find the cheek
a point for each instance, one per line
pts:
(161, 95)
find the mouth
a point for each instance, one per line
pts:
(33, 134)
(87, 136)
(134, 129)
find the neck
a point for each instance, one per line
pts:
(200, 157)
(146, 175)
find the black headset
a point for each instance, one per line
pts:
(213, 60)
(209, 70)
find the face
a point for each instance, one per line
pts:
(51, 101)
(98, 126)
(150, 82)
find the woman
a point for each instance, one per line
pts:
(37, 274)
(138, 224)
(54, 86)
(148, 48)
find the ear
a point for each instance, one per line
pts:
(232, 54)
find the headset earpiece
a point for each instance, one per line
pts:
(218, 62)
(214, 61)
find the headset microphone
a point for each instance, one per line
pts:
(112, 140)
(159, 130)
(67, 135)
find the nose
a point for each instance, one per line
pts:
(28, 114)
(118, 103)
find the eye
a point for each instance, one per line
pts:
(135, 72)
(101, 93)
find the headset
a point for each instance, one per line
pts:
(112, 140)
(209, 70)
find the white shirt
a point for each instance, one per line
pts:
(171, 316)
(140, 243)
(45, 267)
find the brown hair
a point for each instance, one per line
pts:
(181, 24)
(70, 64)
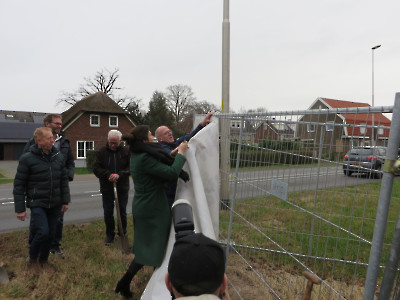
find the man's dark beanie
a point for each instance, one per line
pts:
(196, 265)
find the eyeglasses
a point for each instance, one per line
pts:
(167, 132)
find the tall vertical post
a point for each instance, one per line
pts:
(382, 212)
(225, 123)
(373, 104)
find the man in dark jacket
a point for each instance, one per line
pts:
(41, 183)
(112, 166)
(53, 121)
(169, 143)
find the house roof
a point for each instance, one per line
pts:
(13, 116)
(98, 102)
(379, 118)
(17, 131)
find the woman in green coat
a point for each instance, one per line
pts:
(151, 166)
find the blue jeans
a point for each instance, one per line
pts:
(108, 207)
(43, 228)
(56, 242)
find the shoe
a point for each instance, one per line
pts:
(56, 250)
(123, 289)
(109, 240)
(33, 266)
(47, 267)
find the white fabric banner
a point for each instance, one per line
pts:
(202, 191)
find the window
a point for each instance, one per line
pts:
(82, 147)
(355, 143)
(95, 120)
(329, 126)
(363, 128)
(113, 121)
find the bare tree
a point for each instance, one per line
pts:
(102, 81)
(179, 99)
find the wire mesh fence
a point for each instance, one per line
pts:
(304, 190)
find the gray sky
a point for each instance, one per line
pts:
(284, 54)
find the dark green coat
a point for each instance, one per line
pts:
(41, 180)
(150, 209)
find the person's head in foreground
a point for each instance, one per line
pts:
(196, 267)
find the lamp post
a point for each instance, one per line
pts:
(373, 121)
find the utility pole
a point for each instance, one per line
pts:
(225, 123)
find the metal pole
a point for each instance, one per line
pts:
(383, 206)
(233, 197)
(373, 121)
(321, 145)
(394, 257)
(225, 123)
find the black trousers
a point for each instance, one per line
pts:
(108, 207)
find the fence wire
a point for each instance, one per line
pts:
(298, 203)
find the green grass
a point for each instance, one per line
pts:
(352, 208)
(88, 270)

────────────────

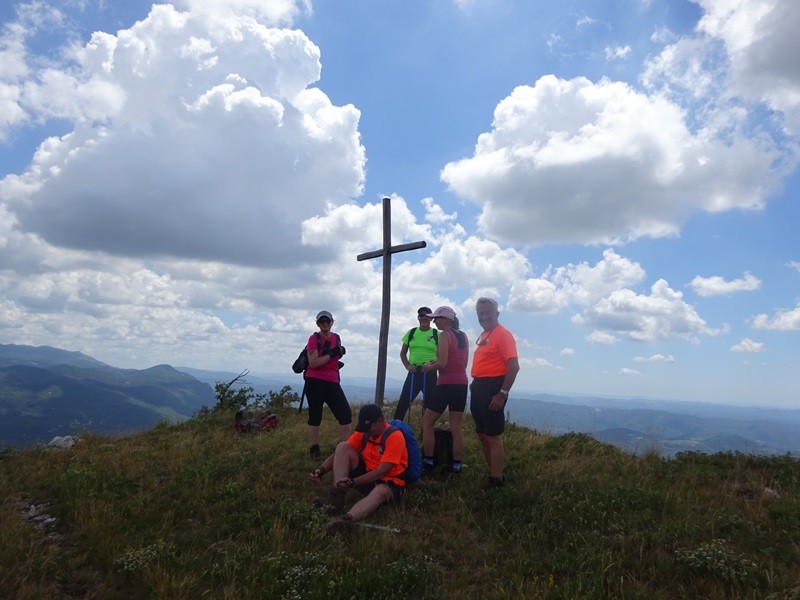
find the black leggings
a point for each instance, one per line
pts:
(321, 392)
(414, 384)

────────────────

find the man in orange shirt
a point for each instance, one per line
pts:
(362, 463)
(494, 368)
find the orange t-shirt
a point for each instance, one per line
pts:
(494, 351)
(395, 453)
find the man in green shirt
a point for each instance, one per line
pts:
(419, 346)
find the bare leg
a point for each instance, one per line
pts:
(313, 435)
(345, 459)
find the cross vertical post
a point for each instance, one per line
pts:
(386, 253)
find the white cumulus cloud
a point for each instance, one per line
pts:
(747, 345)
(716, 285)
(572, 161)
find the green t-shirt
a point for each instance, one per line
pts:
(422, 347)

────────────────

INSTRUCTION —
Find each line above that contains the string "shirt" and copy those lines.

FINAL RESULT —
find the white shirt
find the man in orange shirt
find the orange t-shirt
find the man in green shirt
find the green t-shirt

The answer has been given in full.